[Short exercise]:
Reproduce the items below line for line, with no changes.

(Dataset entries)

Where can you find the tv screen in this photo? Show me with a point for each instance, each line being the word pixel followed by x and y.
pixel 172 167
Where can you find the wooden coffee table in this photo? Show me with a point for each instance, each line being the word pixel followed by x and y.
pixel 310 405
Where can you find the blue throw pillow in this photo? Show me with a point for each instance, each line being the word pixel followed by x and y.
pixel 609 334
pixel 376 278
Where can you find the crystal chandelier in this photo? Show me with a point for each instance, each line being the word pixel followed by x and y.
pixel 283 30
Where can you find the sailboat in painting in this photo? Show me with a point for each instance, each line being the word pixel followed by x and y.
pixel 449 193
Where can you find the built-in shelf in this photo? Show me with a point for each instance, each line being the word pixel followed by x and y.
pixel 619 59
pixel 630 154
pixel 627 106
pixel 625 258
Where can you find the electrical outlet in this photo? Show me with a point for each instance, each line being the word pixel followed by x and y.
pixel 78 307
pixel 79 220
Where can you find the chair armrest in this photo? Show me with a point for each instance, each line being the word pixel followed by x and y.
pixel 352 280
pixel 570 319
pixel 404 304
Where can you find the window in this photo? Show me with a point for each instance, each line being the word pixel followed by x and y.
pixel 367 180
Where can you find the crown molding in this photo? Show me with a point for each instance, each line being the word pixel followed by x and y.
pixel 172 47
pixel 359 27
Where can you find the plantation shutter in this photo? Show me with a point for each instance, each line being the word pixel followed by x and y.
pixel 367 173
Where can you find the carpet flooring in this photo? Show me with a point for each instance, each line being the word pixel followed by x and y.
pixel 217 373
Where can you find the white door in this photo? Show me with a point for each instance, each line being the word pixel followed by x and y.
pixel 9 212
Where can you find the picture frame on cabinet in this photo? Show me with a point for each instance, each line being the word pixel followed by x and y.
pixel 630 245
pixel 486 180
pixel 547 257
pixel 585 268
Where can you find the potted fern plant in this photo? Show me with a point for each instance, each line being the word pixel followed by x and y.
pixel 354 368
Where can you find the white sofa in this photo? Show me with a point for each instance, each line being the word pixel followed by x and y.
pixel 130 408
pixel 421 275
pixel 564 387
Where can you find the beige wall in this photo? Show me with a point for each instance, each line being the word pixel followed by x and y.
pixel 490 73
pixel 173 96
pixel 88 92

[The reply]:
Where can you find the tv screen in this photo? Show me with a point for each instance, each line being the word pixel followed by x and y.
pixel 172 167
Where can you find the wooden coffee table in this photo? Show me with a point for each instance, each line being the word pixel followed by x and y.
pixel 310 405
Where can you find the blue throw pillow in this photo? Show me with a point for each instance, each line being the word pixel followed by x and y.
pixel 609 334
pixel 376 278
Where can you find the crystal chandelier in this photo? Show me with a point for each instance, each line being the word pixel followed by x and y.
pixel 283 30
Where can you find the sailboat in painting in this photo? Show me with a point for each instance, each line being the word pixel followed by x and y.
pixel 449 193
Where can you find the built-in shelf in this photo? Show me with a point for each instance, each line being the word pixel followed by x and y.
pixel 619 59
pixel 630 154
pixel 627 106
pixel 625 258
Where can you find the electrical outlet in this photo? Show me with a point for each instance, each line being the word pixel followed by x and y.
pixel 78 307
pixel 79 220
Where can you find the chair armrest in this photo? Show me with a point for each instance, each line being the word pixel followed by x and y.
pixel 352 280
pixel 570 319
pixel 404 304
Where can you find the window in this photo? Show me with a point for each instance, each line being the word pixel followed by x and y.
pixel 367 180
Where can you find the crown molding in this photo? Show me with a point for each instance, each line being the word pixel followed by x and y.
pixel 172 47
pixel 359 27
Where can you find the plantation shutter in this photo? Show me with a point for each instance, each line being the word pixel followed by x and y.
pixel 367 173
Where can you find the carpet flooring in this photo? Show me with a point for each instance, each line being the word pixel followed by x and y.
pixel 217 373
Where can you find the white door in this photo? Show me with a point for each instance, each line being the word pixel followed by x and y.
pixel 9 212
Where can you find the picture frame on cabinet in this photo? Show me with a point for each instance, each line being the word pixel followed by x and y.
pixel 630 245
pixel 486 180
pixel 547 257
pixel 585 268
Where can you find the potted fern plant in this photo? Show me with a point for each instance, each line being the word pixel followed by x and y.
pixel 354 368
Where can you find the white sofa in this photo? Show me with a point for each instance, each line being the word pixel followed by x and y.
pixel 130 408
pixel 421 275
pixel 564 387
Where can you find the beige wall in this photo? Show me with a point for each instance, each line being the word pixel followed by x and y.
pixel 490 73
pixel 173 96
pixel 88 92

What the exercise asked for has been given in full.